Render the records as a JSON list of strings, one string per line, starting with the line that contains "segment the red candy packet" and running through the end of the records, both included. Omit any blank lines.

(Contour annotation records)
--------------------------------------------------

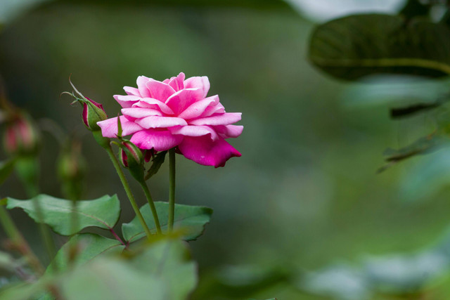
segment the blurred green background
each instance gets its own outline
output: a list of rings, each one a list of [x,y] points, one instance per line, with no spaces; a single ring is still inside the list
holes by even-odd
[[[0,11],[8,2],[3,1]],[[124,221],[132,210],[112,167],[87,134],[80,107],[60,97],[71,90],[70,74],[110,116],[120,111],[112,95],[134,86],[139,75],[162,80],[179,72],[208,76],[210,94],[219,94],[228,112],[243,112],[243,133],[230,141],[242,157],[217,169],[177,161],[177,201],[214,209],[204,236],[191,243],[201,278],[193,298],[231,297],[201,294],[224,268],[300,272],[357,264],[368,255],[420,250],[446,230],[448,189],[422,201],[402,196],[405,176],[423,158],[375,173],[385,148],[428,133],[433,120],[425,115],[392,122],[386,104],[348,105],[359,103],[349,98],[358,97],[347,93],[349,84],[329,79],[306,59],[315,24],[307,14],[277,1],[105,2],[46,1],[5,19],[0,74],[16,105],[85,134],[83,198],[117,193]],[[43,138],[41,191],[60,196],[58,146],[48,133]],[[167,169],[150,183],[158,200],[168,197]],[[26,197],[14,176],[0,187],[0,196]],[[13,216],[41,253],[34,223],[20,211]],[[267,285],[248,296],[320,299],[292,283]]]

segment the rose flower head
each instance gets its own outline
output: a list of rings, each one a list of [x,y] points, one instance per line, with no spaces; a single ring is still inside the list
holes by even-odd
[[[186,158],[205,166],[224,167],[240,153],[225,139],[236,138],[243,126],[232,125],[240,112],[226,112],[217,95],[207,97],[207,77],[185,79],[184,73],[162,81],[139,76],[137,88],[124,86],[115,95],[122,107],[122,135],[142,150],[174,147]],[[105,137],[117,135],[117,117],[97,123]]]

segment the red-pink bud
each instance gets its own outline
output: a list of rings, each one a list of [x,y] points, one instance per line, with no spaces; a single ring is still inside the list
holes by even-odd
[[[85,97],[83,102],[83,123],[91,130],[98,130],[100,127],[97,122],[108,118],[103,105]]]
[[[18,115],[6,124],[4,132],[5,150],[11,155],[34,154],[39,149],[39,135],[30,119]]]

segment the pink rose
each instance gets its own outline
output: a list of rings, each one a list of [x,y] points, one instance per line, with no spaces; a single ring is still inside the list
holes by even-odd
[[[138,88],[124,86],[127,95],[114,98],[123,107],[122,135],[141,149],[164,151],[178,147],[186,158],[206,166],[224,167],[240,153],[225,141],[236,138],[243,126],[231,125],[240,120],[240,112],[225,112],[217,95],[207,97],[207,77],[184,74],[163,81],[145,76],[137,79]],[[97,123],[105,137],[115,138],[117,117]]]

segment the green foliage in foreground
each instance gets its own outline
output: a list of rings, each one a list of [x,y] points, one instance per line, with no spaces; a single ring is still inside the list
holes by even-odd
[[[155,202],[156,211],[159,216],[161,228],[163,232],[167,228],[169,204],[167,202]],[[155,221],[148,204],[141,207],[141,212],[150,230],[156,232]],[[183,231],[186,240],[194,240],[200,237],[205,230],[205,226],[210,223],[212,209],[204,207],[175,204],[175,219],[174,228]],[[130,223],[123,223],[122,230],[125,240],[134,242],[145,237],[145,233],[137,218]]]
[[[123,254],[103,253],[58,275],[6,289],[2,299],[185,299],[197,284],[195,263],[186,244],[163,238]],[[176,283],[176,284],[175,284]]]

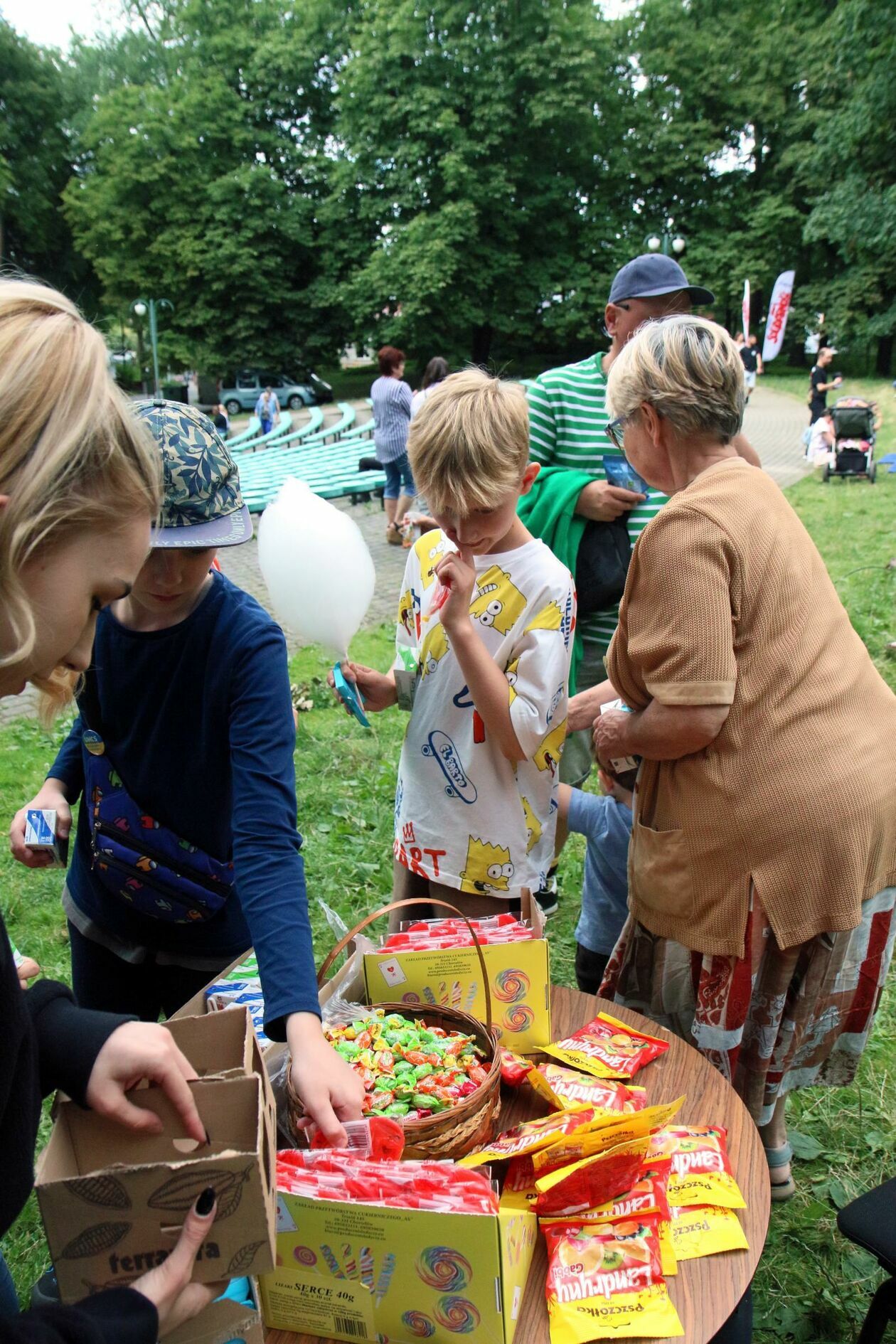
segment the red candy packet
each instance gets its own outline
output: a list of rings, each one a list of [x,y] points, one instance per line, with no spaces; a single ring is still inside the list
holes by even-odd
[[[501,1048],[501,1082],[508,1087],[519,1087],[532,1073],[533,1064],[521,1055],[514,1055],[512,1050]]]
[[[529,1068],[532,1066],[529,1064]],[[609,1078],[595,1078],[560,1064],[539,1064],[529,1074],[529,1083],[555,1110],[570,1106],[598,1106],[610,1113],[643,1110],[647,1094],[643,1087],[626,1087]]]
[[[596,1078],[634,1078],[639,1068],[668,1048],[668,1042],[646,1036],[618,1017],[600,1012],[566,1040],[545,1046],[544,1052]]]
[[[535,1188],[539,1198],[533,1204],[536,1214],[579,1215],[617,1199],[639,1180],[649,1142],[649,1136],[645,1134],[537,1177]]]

--------------------------------------------------

TASK SOLUTION>
[
  "segment the red candy packet",
  "each instance gets its own outline",
  "output: a list of rings, each one a list of [x,y] points, one instance per line, with no spaces; a single ring is still inside the list",
  "holes by even-odd",
  "[[[501,1048],[501,1082],[508,1087],[519,1087],[532,1073],[533,1064],[521,1055],[514,1055],[512,1050]]]",
  "[[[529,1068],[532,1066],[529,1064]],[[609,1078],[595,1078],[560,1064],[539,1064],[529,1074],[529,1083],[555,1110],[570,1106],[598,1106],[610,1113],[643,1110],[647,1094],[643,1087],[626,1087]]]",
  "[[[596,1078],[634,1078],[639,1068],[668,1048],[668,1042],[646,1036],[618,1017],[600,1012],[566,1040],[545,1046],[544,1052]]]",
  "[[[535,1188],[539,1198],[533,1204],[536,1214],[579,1215],[617,1199],[639,1180],[649,1142],[649,1136],[645,1134],[537,1177]]]"
]